- **WHAT IS REQUIRED**
Rewrite the entries from the line containing "If you could point out the rocky" through the last line of the entries, both ends included, and keep every request and its format sample unchanged. In the answers, multiply each coordinate by 0.9 and round it to a whole number, with halves rounded up.

Pointing and labeling entries:
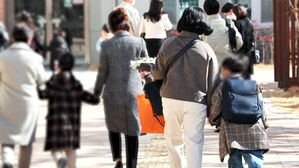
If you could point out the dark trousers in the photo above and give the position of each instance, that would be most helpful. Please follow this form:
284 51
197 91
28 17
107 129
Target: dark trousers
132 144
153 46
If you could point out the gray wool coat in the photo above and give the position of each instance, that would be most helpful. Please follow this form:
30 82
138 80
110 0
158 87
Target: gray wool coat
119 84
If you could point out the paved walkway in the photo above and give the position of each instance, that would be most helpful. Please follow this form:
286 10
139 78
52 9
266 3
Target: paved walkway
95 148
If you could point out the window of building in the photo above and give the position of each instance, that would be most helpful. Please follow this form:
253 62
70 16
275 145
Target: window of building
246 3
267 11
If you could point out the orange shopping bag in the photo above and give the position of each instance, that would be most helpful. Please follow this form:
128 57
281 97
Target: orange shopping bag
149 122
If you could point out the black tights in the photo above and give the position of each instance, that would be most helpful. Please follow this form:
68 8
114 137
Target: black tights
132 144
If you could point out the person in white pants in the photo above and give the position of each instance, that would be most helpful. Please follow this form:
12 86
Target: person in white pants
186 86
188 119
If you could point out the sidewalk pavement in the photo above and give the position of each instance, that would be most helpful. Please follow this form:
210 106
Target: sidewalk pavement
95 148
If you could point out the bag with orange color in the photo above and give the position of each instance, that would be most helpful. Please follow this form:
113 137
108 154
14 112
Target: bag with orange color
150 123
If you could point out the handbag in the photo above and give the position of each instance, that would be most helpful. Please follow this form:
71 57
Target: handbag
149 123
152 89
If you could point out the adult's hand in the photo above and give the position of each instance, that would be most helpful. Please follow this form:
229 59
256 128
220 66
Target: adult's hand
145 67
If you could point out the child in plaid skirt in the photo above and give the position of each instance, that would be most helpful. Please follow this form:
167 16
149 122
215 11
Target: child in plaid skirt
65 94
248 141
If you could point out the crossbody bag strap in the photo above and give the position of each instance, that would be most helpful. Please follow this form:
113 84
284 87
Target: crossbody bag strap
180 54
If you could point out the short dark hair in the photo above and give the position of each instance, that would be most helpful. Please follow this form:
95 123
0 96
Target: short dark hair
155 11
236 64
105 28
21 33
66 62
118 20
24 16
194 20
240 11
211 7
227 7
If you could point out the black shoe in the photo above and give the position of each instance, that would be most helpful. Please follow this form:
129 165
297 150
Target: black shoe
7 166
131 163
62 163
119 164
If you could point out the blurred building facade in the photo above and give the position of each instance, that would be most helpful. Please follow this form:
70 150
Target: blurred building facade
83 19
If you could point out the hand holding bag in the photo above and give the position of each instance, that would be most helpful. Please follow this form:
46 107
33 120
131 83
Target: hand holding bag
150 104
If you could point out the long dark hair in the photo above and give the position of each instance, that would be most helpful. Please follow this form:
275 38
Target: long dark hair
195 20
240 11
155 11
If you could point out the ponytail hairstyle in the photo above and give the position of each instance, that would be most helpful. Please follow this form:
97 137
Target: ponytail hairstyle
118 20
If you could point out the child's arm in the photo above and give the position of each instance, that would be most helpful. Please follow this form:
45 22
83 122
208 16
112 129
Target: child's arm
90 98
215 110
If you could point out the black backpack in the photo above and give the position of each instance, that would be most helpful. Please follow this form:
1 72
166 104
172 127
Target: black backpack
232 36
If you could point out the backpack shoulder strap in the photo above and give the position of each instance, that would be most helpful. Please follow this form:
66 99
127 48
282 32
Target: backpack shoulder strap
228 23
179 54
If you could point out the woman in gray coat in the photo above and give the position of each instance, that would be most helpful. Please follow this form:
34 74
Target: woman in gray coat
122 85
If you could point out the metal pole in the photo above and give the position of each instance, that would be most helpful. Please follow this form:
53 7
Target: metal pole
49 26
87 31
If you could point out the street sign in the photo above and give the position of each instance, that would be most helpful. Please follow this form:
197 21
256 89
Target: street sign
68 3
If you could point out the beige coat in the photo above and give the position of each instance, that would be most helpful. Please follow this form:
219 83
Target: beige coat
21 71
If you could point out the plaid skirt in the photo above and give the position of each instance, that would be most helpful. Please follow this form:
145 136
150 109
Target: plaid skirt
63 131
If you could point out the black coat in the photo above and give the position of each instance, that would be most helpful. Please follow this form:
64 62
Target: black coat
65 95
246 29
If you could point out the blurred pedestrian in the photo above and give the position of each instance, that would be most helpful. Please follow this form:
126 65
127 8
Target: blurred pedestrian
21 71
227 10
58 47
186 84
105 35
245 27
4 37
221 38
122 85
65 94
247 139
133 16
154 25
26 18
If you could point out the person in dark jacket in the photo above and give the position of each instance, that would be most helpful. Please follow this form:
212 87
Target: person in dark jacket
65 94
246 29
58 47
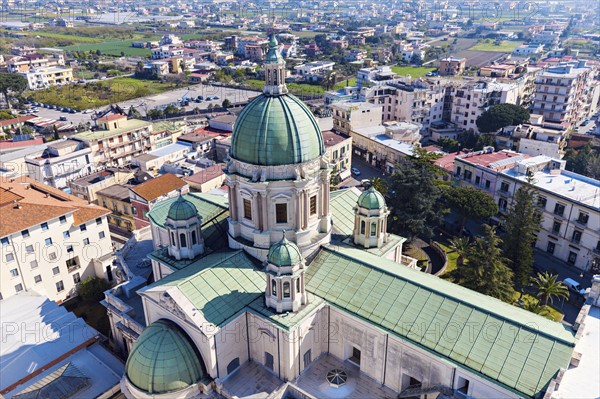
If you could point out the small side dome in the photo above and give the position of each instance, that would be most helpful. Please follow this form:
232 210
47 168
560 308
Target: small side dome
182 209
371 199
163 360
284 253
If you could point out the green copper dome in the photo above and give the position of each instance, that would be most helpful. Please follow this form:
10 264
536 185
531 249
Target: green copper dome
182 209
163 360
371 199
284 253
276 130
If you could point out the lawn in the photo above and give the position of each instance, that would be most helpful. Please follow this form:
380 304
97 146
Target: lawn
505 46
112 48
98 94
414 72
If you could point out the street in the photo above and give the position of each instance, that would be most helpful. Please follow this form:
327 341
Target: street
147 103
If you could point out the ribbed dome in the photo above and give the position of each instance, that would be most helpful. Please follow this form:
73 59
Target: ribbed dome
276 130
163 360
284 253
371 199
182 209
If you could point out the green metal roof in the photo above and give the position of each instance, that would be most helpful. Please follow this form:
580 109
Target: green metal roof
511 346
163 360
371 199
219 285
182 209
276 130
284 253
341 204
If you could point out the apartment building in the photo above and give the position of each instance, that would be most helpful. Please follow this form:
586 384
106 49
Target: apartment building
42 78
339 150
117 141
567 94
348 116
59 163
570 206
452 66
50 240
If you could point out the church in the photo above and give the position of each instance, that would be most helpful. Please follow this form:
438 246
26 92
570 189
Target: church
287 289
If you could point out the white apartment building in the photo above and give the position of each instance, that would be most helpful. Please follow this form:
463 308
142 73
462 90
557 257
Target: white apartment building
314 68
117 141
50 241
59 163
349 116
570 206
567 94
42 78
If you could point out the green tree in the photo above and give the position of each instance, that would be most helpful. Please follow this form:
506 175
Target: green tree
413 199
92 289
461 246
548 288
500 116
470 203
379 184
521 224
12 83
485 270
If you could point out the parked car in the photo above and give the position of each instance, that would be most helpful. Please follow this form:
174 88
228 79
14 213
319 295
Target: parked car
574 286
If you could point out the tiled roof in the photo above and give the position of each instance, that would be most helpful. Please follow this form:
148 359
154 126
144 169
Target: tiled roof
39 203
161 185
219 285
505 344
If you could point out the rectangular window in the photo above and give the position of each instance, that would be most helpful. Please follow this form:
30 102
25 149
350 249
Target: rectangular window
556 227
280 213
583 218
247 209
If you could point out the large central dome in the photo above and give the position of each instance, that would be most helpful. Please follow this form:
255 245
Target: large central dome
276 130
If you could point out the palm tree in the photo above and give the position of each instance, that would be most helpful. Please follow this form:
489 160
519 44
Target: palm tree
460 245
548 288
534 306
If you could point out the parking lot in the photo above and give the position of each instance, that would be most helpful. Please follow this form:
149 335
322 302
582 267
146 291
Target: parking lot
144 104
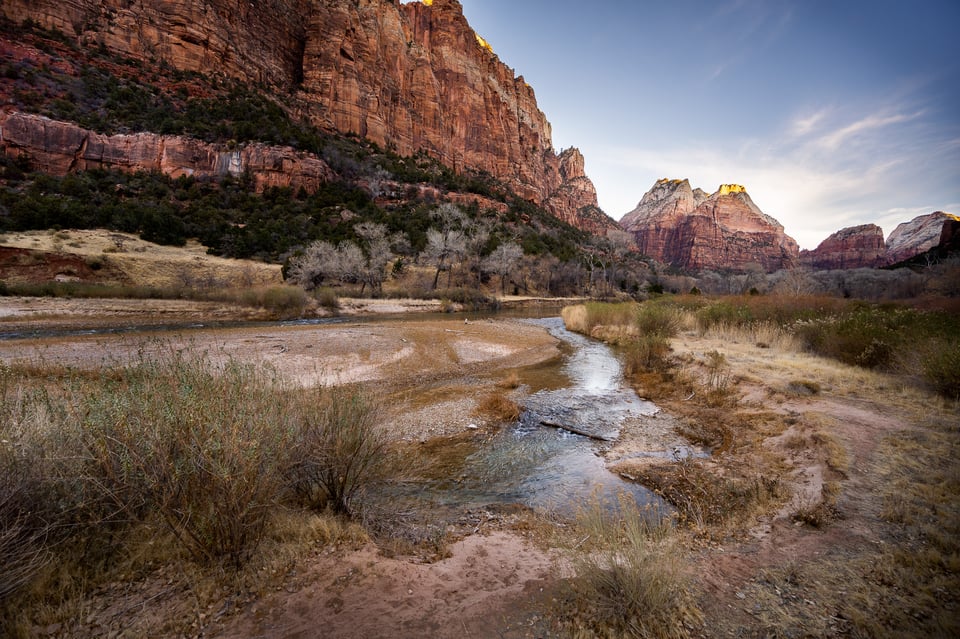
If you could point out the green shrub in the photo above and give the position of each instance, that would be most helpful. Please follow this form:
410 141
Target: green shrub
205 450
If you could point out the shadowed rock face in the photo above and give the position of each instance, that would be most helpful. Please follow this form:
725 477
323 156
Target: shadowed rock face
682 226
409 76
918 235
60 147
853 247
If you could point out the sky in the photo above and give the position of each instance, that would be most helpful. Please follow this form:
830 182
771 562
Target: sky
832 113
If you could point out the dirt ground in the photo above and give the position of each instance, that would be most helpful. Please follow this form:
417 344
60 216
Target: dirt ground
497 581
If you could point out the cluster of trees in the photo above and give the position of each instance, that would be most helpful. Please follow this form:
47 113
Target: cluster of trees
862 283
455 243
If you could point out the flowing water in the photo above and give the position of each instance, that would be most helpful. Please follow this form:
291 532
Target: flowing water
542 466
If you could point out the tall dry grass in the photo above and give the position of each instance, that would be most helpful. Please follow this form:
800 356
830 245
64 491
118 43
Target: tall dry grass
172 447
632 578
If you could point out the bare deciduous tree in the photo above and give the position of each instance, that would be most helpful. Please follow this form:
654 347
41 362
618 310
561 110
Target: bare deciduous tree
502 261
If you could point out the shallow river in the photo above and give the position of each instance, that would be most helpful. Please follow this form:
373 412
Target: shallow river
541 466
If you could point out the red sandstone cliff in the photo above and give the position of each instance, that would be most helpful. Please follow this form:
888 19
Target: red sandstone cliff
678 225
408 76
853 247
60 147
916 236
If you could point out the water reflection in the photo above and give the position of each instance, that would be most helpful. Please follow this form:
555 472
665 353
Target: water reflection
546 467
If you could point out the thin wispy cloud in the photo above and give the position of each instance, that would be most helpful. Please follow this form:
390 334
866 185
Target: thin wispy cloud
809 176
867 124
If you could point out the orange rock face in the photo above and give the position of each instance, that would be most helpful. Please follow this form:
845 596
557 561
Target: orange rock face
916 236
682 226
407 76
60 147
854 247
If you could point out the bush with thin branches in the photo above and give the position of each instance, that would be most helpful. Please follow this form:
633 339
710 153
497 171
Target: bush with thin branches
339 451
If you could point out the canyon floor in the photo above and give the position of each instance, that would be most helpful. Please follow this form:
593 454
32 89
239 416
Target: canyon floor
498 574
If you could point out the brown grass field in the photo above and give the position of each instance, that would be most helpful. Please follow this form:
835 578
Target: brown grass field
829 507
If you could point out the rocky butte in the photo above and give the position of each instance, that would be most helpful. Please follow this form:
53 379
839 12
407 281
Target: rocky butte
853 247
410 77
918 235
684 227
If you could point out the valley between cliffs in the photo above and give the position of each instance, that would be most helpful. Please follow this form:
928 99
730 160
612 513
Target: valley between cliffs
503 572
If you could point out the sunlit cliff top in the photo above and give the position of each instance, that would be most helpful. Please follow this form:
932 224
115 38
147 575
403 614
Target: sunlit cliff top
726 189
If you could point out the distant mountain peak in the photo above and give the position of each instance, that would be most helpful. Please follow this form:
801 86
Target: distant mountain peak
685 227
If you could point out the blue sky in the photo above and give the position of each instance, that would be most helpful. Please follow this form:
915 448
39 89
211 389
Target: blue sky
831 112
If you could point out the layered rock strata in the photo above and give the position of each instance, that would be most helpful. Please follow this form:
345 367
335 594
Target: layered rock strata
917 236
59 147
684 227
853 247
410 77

- **TASK OUTPUT**
If you could point out the rocky butte in the photo above and give the position of each instance, that would be most helpful. Please follow this form:
53 379
839 12
407 281
Target: rocky butte
768 222
369 69
826 212
616 204
If you could point out the valley between cliffs in the photo above and give the position of each instance, that would be most helpful. Please follow this form:
928 99
730 160
612 513
Target: valley between cliffs
453 515
If you could point out the sunlit cliff top in the photo above and give the position of each instance, that would be most helpful. Please follow this form:
932 224
115 38
147 575
403 614
Target: sunlit cliff top
653 170
If you could point out the distant mountain peak in the photo above and give the position of each instance, that would be most helpful. Please follow this form:
801 86
Target: distant mountain peak
617 204
If you could point out the blue sky in the photo above and give the position of each instance, that would be most helpful. Please follow this form:
915 448
39 89
211 389
Target: blue sky
748 101
If you could point out the layered rock strata in the photo above and give the position of each instance, that would be most helpful. Please follow this form:
345 367
335 594
Target: layered rock strata
825 212
53 132
616 204
768 222
369 69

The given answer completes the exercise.